Copy the part of the Christopher Hehir article word for word, starting with "- Education: Merton" and going on through "judge (born 1966)".
[[ Excerpt provided, beginning ]]
- Born: Christopher Joseph Hehir 15 November 1966 (age 59)
- Education: Merton College, Oxford
- Occupation: Judge
- Known for: Just Stop Oil M25 blockade case Just Stop Oil Sunflowers protest

= Christopher Hehir =

British judge (born 1966)

Christopher Joseph Hehir (born 15 November 1966) is a British judge. Called to the bar in 1990, he later sat as a judge at Southwark Crown Court and a London Nightingale Court. In July 2024, he sentenced Roger Hallam to five years in prison and four other protesters to four years each for their parts in the Just Stop Oil M25 blockade case, prompting criticism from over 1,200 artists, athletes, and academics. He then sentenced Phoebe Plummer and Anna Holland to 24 and 20 months over their parts in the Just Stop Oil Sunflowers protest. He had received an open letter imploring him not to imprison them, and various writers compared their crimes to those committed by those he had previously given suspended sentences.

== Life and career ==
Christopher Joseph Hehir was born on 15 November 1966 and was educated at St Aloysius' College, Glasgow, Charters School, and Merton College, Oxford. He was called to the bar at Inner Temple in 1990 and practised from King's Bench Walk Chambers. He spent a period serving as a judge at Southwark Crown Court and then at Nightingale Court, a temporary court set up to clear a backlog of cases caused by the COVID-19 pandemic in the United Kingdom. In October 2014, he represented the Crown Prosecution Service against Moazzam Begg, though the prosecution offered no evidence at trial after discovering new evidence shortly beforehand.
[[ Excerpt provided, end ]]
[[ Supplied information, beginning ]]
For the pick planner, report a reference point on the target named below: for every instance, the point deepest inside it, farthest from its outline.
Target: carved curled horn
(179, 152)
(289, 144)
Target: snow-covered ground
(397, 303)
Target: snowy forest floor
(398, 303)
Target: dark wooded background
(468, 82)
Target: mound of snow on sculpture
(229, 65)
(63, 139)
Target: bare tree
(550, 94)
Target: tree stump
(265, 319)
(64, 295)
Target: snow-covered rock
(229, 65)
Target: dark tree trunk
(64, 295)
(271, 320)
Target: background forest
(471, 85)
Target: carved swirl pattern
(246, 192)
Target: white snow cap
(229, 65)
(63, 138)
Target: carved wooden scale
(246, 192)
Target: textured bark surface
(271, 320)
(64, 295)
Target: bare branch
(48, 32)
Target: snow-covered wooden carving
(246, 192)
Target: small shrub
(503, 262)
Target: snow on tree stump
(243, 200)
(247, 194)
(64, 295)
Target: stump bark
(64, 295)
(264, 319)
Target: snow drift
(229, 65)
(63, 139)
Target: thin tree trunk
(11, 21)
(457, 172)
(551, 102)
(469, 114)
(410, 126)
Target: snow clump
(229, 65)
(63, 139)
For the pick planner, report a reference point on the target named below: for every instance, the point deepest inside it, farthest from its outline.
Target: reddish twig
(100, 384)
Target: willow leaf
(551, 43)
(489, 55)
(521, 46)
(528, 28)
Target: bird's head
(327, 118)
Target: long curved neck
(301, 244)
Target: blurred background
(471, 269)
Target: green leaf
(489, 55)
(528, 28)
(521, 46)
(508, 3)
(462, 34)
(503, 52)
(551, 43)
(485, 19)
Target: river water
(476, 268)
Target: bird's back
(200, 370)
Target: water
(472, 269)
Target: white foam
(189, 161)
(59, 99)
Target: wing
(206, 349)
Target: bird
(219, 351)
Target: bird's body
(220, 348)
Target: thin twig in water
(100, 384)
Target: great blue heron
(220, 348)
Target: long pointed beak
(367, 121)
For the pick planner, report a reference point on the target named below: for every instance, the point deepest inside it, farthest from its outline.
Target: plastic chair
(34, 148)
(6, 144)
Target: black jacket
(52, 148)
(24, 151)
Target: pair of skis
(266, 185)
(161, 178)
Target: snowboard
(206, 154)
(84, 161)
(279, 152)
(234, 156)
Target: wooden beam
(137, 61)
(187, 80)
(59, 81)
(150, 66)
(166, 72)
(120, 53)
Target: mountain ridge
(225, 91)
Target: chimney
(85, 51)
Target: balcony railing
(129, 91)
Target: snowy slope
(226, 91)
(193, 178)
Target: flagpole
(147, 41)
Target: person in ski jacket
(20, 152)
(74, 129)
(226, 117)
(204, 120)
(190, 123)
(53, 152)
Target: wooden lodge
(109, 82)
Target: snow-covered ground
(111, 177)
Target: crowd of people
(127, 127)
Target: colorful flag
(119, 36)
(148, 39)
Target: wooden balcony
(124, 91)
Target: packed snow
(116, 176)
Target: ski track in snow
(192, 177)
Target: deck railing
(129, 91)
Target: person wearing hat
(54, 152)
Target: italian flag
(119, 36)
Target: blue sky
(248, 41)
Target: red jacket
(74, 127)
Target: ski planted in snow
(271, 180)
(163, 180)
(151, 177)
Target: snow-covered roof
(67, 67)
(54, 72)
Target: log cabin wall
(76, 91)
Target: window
[[ Supplied information, end ]]
Result of the task
- Education: Merton College, Oxford
- Occupation: Judge
- Known for: Just Stop Oil M25 blockade case Just Stop Oil Sunflowers protest

= Christopher Hehir =

British judge (born 1966)